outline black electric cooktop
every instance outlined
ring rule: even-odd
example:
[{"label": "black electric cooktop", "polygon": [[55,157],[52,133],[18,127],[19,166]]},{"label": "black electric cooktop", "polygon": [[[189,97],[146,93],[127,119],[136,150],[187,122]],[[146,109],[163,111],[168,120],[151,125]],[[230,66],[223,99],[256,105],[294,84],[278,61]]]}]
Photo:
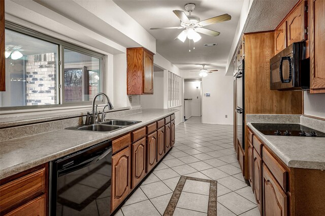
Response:
[{"label": "black electric cooktop", "polygon": [[265,135],[325,137],[325,133],[299,124],[252,123]]}]

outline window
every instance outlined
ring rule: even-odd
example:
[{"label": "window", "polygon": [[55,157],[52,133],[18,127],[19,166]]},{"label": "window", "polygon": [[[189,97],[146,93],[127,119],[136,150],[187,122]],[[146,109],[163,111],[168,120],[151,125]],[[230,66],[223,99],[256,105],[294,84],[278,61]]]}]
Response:
[{"label": "window", "polygon": [[168,72],[168,107],[182,105],[180,85],[182,78],[170,71]]},{"label": "window", "polygon": [[103,55],[10,23],[5,34],[1,107],[85,104],[101,91]]}]

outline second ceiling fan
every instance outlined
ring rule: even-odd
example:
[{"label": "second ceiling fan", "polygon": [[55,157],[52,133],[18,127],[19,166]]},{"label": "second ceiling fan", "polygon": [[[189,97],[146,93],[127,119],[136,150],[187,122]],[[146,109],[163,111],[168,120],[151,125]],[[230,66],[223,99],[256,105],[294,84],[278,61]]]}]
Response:
[{"label": "second ceiling fan", "polygon": [[220,34],[220,32],[218,31],[208,29],[207,28],[203,28],[203,26],[230,20],[232,19],[231,16],[228,14],[224,14],[222,15],[200,21],[200,17],[197,16],[192,15],[191,14],[194,8],[194,4],[189,3],[185,5],[185,9],[189,13],[189,15],[186,15],[183,11],[177,10],[173,11],[174,13],[175,13],[181,20],[180,26],[150,28],[150,29],[185,28],[185,29],[183,30],[177,37],[175,38],[175,39],[178,38],[182,42],[184,42],[186,39],[186,38],[188,38],[189,39],[193,40],[194,42],[197,42],[201,38],[201,36],[198,32],[212,36],[218,36]]}]

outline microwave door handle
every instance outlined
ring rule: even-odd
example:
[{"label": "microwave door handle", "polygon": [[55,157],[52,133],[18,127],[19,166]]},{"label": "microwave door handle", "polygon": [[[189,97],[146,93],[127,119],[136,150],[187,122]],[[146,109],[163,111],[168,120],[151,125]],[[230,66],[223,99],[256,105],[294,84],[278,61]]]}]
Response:
[{"label": "microwave door handle", "polygon": [[[288,61],[289,62],[289,78],[287,79],[283,79],[282,64],[284,61]],[[281,57],[279,72],[280,73],[280,79],[281,79],[281,82],[282,82],[282,83],[288,83],[291,82],[292,79],[292,61],[291,57],[290,57],[289,56],[283,56]]]}]

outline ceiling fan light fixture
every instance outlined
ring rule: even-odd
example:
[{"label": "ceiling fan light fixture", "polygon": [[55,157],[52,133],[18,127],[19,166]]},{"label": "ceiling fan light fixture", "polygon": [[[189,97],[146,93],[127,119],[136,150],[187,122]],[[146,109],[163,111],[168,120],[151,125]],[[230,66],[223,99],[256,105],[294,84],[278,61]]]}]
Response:
[{"label": "ceiling fan light fixture", "polygon": [[5,57],[6,57],[6,59],[8,59],[9,57],[9,56],[10,56],[10,54],[11,54],[11,51],[7,51],[5,52]]},{"label": "ceiling fan light fixture", "polygon": [[208,74],[206,72],[201,72],[199,74],[199,75],[200,75],[200,76],[205,77],[208,75]]},{"label": "ceiling fan light fixture", "polygon": [[183,31],[181,32],[180,34],[177,36],[177,38],[182,42],[184,42],[185,40],[186,39],[186,37],[187,36],[187,31],[186,30],[184,30]]},{"label": "ceiling fan light fixture", "polygon": [[22,54],[18,50],[13,52],[11,54],[11,59],[16,60],[22,57]]}]

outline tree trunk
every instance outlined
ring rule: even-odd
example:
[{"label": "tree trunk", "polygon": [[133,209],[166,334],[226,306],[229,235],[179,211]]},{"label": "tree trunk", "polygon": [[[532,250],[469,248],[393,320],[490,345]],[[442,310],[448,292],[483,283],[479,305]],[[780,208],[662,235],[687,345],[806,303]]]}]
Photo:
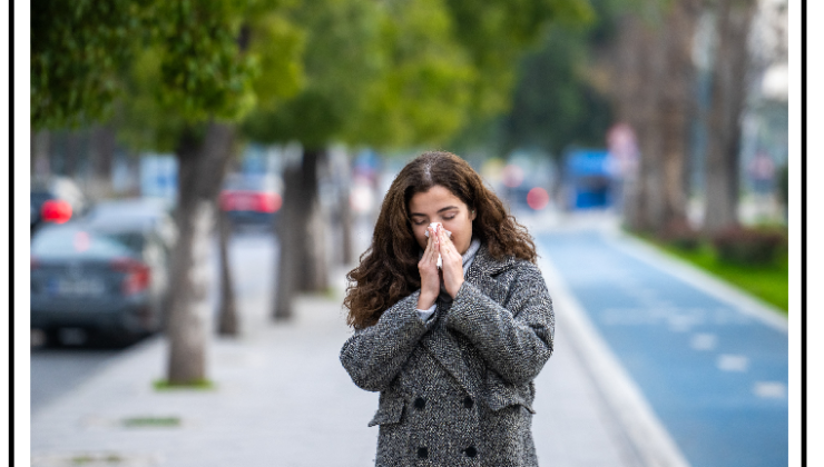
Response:
[{"label": "tree trunk", "polygon": [[50,172],[49,163],[49,143],[50,132],[48,130],[40,130],[31,133],[31,153],[32,161],[31,175],[36,179],[45,179]]},{"label": "tree trunk", "polygon": [[350,190],[349,181],[344,185],[341,190],[340,209],[341,209],[341,248],[343,255],[341,261],[344,266],[350,266],[354,262],[352,255],[352,205],[350,202]]},{"label": "tree trunk", "polygon": [[747,90],[747,39],[754,0],[722,0],[709,110],[704,229],[712,234],[738,223],[738,158]]},{"label": "tree trunk", "polygon": [[232,236],[232,225],[226,211],[218,209],[219,216],[219,248],[220,248],[220,311],[218,315],[217,332],[222,336],[237,336],[237,300],[232,281],[232,265],[229,264],[228,244]]},{"label": "tree trunk", "polygon": [[688,160],[689,119],[695,113],[691,103],[696,77],[693,40],[699,13],[699,4],[694,0],[675,2],[663,31],[667,60],[663,82],[667,85],[661,87],[658,106],[663,206],[660,217],[655,219],[656,231],[671,222],[686,222],[687,218],[687,185],[684,173]]},{"label": "tree trunk", "polygon": [[284,170],[283,210],[277,229],[281,246],[275,320],[292,318],[295,291],[320,291],[328,286],[326,222],[317,196],[317,166],[325,157],[325,150],[304,150],[301,166]]},{"label": "tree trunk", "polygon": [[66,135],[66,151],[63,151],[63,175],[77,179],[77,163],[80,159],[80,131],[69,131]]},{"label": "tree trunk", "polygon": [[638,172],[627,183],[625,223],[636,231],[660,231],[686,218],[687,130],[694,66],[691,42],[698,8],[694,0],[671,3],[664,21],[622,19],[611,50],[611,93],[619,121],[638,136]]},{"label": "tree trunk", "polygon": [[185,132],[177,149],[178,241],[171,261],[168,321],[168,382],[190,385],[206,379],[206,324],[210,317],[210,235],[215,201],[230,157],[234,129],[212,122],[199,139]]},{"label": "tree trunk", "polygon": [[91,131],[91,180],[96,198],[108,198],[112,192],[111,165],[115,160],[115,129],[98,126]]}]

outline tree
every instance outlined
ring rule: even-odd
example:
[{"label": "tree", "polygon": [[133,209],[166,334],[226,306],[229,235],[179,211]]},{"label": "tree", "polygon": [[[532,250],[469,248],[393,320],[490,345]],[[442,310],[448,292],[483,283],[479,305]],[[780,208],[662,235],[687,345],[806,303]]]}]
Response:
[{"label": "tree", "polygon": [[609,77],[619,121],[637,132],[640,165],[629,187],[626,222],[638,231],[661,232],[686,221],[687,135],[695,113],[693,38],[700,3],[647,1],[644,16],[622,10],[617,40],[600,67]]},{"label": "tree", "polygon": [[609,102],[587,69],[600,21],[552,24],[540,49],[523,57],[512,107],[497,122],[500,152],[531,147],[559,158],[570,145],[602,145]]},{"label": "tree", "polygon": [[[266,0],[79,0],[32,8],[32,127],[105,118],[122,96],[120,117],[133,123],[125,139],[177,156],[169,384],[206,376],[203,262],[236,133],[232,122],[256,101],[297,86],[294,28],[274,33],[284,40],[272,44],[272,54],[247,50],[248,24],[279,8],[282,2]],[[256,82],[262,67],[266,79],[282,83]]]},{"label": "tree", "polygon": [[325,287],[321,251],[312,248],[323,245],[312,226],[323,223],[316,190],[325,148],[334,141],[377,148],[448,141],[506,108],[508,67],[519,51],[550,17],[583,4],[325,0],[294,10],[291,18],[307,31],[308,85],[244,125],[253,139],[296,140],[304,148],[301,167],[284,177],[276,319],[291,316],[294,290]]},{"label": "tree", "polygon": [[742,115],[747,93],[747,40],[757,2],[718,0],[717,42],[712,71],[712,103],[706,159],[704,229],[716,232],[738,223],[738,165]]}]

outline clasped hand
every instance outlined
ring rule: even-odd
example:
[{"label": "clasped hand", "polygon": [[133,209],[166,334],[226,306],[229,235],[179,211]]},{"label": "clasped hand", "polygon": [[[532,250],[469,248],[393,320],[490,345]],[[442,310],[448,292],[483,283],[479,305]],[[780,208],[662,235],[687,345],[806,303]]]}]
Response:
[{"label": "clasped hand", "polygon": [[[441,291],[441,282],[450,297],[455,298],[463,285],[463,259],[440,223],[426,227],[429,240],[418,270],[421,274],[421,296],[418,308],[428,309],[434,305]],[[438,269],[438,255],[442,267]]]}]

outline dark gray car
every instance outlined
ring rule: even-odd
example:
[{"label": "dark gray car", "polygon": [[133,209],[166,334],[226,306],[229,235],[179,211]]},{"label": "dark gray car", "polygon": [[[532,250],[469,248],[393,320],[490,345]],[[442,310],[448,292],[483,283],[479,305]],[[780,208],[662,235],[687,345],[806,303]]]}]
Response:
[{"label": "dark gray car", "polygon": [[43,226],[31,241],[31,327],[130,342],[163,326],[157,267],[122,239],[81,222]]}]

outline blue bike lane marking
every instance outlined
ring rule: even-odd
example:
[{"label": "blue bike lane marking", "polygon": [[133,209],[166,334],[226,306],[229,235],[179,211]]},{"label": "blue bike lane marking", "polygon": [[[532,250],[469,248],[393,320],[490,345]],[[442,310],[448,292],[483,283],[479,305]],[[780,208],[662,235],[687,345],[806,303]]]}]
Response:
[{"label": "blue bike lane marking", "polygon": [[596,231],[536,239],[693,466],[787,464],[786,331]]}]

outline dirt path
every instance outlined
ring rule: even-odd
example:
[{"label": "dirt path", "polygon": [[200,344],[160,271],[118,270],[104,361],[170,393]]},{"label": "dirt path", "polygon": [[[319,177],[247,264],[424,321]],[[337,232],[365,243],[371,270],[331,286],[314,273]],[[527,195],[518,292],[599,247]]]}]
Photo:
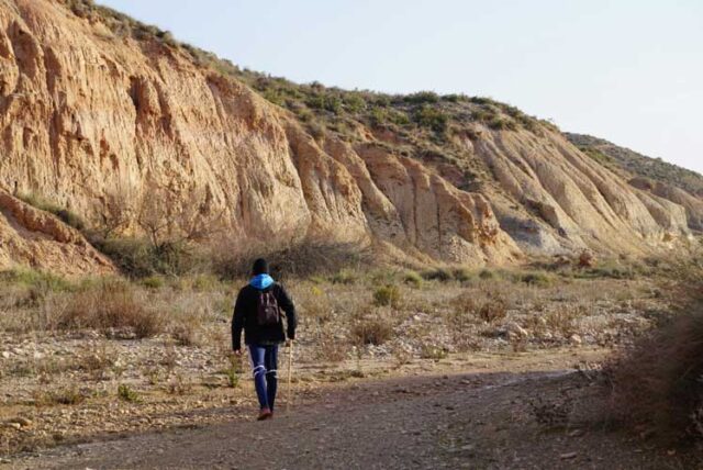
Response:
[{"label": "dirt path", "polygon": [[[269,422],[133,435],[25,456],[7,468],[56,469],[544,469],[687,468],[678,455],[580,415],[598,394],[562,361],[528,370],[358,381],[300,396]],[[537,398],[568,395],[568,426],[535,419]],[[690,468],[690,461],[688,462]]]}]

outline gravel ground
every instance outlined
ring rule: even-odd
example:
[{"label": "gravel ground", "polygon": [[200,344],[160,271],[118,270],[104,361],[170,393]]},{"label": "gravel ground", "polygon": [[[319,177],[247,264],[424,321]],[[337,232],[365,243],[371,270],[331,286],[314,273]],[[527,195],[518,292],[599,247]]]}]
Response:
[{"label": "gravel ground", "polygon": [[[219,424],[97,440],[21,456],[11,469],[661,469],[694,455],[604,430],[601,388],[570,366],[602,351],[456,361],[431,372],[355,380],[301,393],[290,412],[254,422],[226,409]],[[461,370],[457,370],[461,369]],[[534,403],[569,396],[546,427]],[[556,405],[555,405],[556,406]]]}]

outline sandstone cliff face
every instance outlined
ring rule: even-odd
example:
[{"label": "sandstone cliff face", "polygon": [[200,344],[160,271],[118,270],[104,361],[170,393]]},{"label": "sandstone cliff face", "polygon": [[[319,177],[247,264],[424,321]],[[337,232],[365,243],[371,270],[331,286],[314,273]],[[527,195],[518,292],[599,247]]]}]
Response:
[{"label": "sandstone cliff face", "polygon": [[[197,208],[201,223],[242,244],[382,240],[477,266],[524,251],[644,253],[688,233],[680,204],[629,187],[556,131],[467,138],[465,157],[495,180],[482,193],[458,189],[460,171],[360,135],[313,138],[291,113],[178,48],[116,36],[57,1],[0,0],[0,187],[93,223],[119,202],[133,214],[126,231],[137,231],[134,214],[157,200],[161,216]],[[33,239],[23,230],[11,237]],[[18,253],[0,246],[4,265],[27,262]],[[75,255],[81,269],[103,269],[92,251]]]},{"label": "sandstone cliff face", "polygon": [[514,208],[526,209],[500,209],[526,249],[646,253],[689,233],[683,206],[631,187],[558,134],[489,134],[476,149]]},{"label": "sandstone cliff face", "polygon": [[114,272],[77,231],[1,190],[0,247],[0,270],[23,265],[67,275]]}]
────────
How many lines in the records contain the string "light", counting only matches with the same case? Reply with the number alone.

Written solution
3